▶ _TASK ITEM_: Of the entries below, return exactly those lines that fall between the one containing "Confirm that each instance of the distant" and the one containing "Confirm that each instance of the rocky outcrop", the two end lines included.

Records drawn from a dataset
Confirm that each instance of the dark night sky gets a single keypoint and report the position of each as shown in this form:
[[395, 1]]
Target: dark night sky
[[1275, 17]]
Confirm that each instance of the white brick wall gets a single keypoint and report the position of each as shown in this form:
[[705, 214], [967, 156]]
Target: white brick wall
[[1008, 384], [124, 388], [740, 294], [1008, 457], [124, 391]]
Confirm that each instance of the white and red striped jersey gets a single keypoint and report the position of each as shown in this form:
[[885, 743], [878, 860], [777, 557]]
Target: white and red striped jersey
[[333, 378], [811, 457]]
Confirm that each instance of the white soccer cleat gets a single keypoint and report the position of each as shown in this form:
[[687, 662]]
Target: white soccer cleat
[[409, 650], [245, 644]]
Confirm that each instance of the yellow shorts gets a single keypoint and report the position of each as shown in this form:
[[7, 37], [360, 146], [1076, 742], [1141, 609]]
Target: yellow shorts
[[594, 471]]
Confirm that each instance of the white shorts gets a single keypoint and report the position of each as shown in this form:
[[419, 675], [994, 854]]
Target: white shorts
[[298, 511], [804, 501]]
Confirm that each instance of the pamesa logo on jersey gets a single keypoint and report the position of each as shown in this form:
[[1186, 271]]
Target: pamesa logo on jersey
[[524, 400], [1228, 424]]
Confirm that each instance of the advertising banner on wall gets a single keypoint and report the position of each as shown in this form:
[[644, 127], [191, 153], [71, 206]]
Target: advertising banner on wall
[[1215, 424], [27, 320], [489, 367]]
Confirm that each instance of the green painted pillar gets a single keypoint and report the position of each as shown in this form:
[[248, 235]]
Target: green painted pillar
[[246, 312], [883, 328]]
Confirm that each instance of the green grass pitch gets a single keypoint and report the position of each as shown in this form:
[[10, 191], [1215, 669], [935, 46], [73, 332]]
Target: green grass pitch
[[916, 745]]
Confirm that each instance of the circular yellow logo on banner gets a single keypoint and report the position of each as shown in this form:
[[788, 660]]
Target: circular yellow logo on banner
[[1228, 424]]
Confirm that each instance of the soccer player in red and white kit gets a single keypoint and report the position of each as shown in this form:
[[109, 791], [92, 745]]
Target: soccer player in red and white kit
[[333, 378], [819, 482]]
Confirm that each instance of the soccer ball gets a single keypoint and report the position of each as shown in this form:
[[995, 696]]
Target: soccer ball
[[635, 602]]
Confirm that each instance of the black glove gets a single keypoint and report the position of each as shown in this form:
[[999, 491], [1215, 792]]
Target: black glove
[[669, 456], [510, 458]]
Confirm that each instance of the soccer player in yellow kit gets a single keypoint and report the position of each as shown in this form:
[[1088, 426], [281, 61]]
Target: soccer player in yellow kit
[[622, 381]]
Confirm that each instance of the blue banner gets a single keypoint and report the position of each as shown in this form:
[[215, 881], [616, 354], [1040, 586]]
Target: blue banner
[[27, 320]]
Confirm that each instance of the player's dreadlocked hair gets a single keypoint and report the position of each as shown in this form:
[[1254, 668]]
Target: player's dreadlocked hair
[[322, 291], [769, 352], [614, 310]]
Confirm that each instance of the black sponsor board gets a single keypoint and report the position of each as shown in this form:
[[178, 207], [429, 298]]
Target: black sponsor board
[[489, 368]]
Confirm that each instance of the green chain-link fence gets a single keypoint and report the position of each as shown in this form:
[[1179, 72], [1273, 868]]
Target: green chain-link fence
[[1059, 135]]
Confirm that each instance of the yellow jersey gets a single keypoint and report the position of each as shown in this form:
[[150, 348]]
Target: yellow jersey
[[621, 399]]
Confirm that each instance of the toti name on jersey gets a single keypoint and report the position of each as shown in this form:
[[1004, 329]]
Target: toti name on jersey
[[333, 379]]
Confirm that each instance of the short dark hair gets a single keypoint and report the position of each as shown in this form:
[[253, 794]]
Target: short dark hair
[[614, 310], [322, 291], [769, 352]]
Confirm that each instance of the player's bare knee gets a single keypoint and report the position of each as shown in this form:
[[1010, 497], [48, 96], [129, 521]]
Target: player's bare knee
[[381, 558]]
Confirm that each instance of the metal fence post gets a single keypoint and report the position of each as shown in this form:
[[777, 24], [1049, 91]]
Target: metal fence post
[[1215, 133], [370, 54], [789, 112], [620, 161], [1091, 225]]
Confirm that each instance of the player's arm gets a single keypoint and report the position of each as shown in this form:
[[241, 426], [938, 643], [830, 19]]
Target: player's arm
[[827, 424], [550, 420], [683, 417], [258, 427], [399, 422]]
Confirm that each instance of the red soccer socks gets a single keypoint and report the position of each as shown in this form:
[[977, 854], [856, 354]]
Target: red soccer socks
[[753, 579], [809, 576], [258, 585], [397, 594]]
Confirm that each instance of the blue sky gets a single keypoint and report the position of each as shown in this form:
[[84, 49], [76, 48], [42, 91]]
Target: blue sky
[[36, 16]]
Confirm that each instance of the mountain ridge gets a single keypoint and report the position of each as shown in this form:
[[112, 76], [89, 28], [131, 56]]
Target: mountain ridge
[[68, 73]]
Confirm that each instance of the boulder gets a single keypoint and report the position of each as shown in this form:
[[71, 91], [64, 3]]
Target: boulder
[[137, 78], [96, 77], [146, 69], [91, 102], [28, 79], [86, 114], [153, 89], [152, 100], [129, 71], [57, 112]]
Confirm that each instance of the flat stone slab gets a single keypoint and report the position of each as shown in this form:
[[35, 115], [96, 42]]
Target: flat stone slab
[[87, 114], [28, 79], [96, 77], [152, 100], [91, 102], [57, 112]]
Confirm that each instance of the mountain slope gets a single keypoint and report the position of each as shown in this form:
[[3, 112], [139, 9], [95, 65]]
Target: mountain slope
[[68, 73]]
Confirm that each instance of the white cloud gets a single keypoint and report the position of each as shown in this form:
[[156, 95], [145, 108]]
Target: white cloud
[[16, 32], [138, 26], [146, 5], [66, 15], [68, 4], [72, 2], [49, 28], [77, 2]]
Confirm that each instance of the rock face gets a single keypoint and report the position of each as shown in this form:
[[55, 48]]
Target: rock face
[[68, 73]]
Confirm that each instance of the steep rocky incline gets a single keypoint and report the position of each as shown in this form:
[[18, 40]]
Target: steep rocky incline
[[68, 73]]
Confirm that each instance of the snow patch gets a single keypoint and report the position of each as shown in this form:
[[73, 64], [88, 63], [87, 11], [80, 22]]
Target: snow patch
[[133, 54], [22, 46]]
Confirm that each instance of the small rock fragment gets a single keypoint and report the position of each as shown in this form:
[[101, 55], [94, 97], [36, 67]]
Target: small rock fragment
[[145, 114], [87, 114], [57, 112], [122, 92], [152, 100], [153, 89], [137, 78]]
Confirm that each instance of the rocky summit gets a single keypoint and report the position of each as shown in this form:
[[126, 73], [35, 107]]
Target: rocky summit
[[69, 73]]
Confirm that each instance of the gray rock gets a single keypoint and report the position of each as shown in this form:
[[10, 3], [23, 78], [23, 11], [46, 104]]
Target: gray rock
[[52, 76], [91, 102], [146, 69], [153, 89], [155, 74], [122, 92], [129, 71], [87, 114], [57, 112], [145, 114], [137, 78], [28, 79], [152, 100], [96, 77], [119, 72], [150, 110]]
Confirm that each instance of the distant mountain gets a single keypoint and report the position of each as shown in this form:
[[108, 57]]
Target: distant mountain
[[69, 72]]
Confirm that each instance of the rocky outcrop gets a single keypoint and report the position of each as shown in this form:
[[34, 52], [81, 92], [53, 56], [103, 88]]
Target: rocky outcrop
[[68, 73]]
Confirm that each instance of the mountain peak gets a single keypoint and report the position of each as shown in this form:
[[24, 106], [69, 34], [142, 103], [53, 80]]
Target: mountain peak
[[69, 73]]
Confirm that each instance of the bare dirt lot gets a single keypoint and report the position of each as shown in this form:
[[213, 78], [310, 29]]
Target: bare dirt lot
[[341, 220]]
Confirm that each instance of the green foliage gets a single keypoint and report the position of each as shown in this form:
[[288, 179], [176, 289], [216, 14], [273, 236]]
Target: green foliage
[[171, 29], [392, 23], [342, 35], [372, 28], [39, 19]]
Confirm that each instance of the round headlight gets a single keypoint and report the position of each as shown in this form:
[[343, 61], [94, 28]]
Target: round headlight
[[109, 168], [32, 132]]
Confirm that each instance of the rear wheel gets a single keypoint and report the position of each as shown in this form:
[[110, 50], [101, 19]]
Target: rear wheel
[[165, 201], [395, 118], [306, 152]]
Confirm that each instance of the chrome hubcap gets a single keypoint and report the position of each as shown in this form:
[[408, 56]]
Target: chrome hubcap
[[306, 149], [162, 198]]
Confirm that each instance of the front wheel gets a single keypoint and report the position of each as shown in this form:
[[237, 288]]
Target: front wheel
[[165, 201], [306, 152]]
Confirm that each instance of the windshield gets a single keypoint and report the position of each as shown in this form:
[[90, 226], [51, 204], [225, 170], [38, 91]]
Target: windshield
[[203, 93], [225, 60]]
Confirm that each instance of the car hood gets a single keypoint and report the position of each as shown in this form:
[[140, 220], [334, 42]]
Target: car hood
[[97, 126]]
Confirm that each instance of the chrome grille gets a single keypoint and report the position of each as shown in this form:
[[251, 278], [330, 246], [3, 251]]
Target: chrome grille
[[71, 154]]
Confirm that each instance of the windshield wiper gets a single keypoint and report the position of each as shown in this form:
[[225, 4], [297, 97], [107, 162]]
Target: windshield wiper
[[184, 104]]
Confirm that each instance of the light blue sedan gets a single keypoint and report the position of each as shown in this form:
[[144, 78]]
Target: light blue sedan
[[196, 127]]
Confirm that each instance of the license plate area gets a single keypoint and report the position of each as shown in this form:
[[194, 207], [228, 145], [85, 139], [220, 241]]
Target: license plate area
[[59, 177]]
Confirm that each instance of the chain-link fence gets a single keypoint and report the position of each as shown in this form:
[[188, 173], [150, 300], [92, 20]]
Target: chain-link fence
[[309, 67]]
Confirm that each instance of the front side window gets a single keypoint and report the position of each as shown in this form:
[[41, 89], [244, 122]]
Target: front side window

▶ _RESPONSE FOR THIS EXERCISE_:
Confirm that each instance of the distant mountain gets a single keypoint and report the position of each as shown in this form:
[[108, 57]]
Target: distant mountain
[[69, 72]]
Confirm that each instance of the rocky outcrop gets a single keypoint and report the position of each as shown in this form:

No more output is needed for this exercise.